Copy every item below word for word, leaving out the pictures.

[Items from an annotation dataset]
▬▬▬▬▬▬

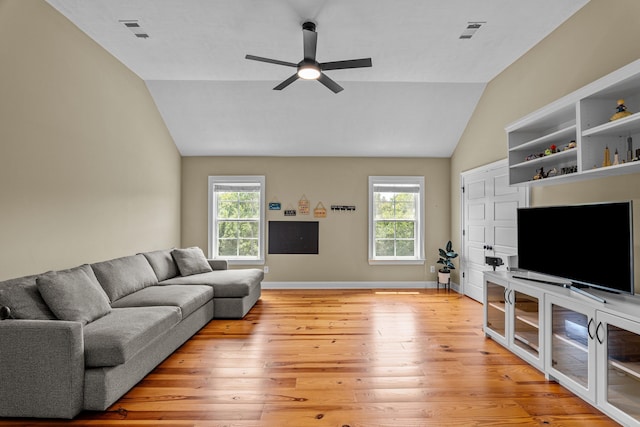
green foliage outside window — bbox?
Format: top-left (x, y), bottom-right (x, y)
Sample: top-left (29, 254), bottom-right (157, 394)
top-left (216, 191), bottom-right (260, 257)
top-left (373, 192), bottom-right (417, 257)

▬▬▬▬▬▬

• [Result for this exercise]:
green foliage outside window — bbox?
Format: top-left (x, y), bottom-right (x, y)
Sample: top-left (29, 254), bottom-right (157, 394)
top-left (216, 191), bottom-right (260, 257)
top-left (373, 192), bottom-right (417, 257)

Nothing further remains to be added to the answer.